(Data listing)
▬▬▬▬▬▬▬▬▬▬

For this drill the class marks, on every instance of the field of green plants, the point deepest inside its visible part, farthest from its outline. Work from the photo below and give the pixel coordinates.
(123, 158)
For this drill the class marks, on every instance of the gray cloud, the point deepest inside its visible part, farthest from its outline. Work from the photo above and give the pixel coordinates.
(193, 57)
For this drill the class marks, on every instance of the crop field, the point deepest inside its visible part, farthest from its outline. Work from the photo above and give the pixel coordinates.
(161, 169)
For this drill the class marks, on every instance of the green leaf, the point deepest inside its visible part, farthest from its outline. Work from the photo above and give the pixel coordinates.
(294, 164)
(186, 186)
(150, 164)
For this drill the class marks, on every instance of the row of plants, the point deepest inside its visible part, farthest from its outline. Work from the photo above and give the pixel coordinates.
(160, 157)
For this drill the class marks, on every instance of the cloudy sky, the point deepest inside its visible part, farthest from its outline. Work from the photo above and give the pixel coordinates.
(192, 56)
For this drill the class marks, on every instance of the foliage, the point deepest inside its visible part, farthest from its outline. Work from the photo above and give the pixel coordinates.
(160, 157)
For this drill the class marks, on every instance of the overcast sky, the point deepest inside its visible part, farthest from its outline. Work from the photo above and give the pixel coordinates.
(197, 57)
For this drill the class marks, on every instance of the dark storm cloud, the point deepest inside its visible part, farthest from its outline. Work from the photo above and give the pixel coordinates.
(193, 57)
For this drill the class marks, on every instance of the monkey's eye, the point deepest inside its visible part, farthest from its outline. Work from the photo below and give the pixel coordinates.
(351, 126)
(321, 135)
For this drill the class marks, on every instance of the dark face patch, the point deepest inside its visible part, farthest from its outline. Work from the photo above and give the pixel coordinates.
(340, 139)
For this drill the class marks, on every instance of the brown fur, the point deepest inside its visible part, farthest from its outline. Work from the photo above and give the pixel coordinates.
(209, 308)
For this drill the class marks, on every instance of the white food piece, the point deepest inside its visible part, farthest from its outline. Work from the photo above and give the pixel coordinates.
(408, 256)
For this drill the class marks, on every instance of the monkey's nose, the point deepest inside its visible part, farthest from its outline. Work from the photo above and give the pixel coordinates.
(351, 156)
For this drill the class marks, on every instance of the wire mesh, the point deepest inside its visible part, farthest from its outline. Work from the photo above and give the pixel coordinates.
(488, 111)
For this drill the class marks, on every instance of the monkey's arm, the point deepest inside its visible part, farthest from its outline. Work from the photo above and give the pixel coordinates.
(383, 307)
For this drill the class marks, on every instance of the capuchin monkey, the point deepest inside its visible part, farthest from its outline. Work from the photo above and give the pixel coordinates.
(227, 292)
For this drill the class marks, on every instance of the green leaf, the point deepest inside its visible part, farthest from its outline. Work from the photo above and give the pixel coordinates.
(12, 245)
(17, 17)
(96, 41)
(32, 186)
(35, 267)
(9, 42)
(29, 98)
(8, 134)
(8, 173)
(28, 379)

▬▬▬▬▬▬▬▬▬▬

Your instructions —
Only the lines from the one that contains "of the white" to the end of the data should be output, exactly as they appear.

Completed task —
For this drill the class marks, on every instance of the white food piece, the point deepest inside its visible part, farthest from its outline. Work from the photo above and give the pixel coordinates.
(408, 256)
For this drill the class marks, on every instance of the monkey's nose, the point deepest inside its visible part, farthest from its outline. Work from the photo above and give the pixel coordinates.
(351, 156)
For this drill the class marks, on every instance of the wire mesh, the point deepest inside its visible part, farthest from its outline. Work from the photo above and give the pixel coordinates.
(488, 111)
For this drill the class marks, on every instance of the monkey's arm, the point deepest inside its visible part, farthest from its outline. Work from the photo above and give the pixel coordinates.
(383, 307)
For this drill the class marks, on every instance of the capuchin monkey, the point deepest inside its visible part, farthest from its outline. Work from the photo above and give the pixel coordinates.
(227, 292)
For this drill the class marks, on every instance of the green leaf, the point deepest inside its visible part, farthest from its outline. Work from the photo above and give the pixel coordinates.
(12, 245)
(17, 17)
(96, 41)
(32, 186)
(35, 267)
(9, 42)
(29, 98)
(8, 134)
(8, 173)
(28, 379)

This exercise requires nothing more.